## Excerpted records

>>>

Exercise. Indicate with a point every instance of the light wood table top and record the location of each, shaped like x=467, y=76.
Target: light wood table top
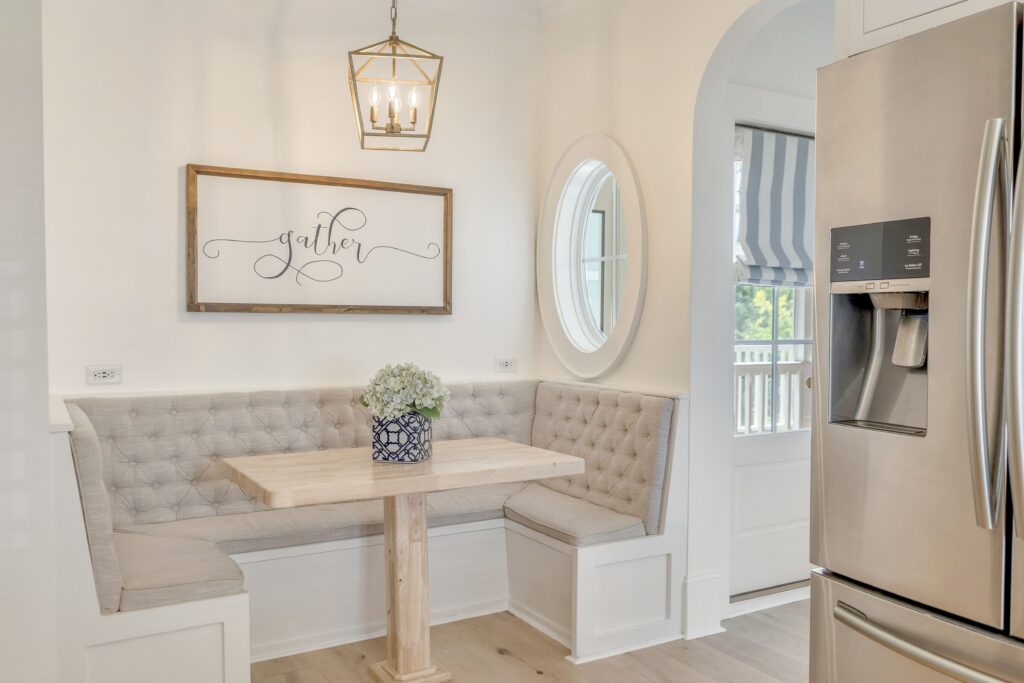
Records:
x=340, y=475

<<<
>>>

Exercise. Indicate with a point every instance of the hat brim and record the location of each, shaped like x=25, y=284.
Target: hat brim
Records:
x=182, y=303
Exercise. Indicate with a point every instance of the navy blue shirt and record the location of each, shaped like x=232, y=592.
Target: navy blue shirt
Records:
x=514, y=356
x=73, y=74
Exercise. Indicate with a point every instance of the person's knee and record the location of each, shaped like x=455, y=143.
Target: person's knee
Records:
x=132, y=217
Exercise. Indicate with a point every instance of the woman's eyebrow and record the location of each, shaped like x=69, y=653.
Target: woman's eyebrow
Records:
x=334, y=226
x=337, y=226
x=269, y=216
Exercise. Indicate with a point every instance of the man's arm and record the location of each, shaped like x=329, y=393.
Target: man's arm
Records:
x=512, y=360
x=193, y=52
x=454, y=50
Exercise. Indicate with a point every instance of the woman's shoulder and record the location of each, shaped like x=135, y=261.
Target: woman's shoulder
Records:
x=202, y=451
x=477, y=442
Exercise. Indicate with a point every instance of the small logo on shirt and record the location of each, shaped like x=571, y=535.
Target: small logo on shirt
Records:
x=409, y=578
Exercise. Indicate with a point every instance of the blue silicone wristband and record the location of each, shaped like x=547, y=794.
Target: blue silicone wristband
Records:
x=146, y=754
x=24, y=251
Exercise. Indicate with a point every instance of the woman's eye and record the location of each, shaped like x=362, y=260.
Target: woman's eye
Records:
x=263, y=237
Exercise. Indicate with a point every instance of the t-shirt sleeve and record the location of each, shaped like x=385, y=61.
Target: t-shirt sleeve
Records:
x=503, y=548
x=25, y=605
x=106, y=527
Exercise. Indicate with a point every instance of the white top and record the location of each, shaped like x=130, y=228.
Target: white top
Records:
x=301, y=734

<<<

## Set exercise
Convert the entries starting at the line containing "Exercise. Indicate with a point every instance of the small" and ending at the line containing "x=409, y=578" into a two-column CSV with the headers request and answer. Give one row per entry, and put each value in a single quoted field with its line breaks turned into spaces.

## The output
request,answer
"Exercise. Indicate with a point every instance of the small logo on shirt and record the location of each, shaped like x=571, y=535. Target: small logo on shirt Records:","x=409, y=578"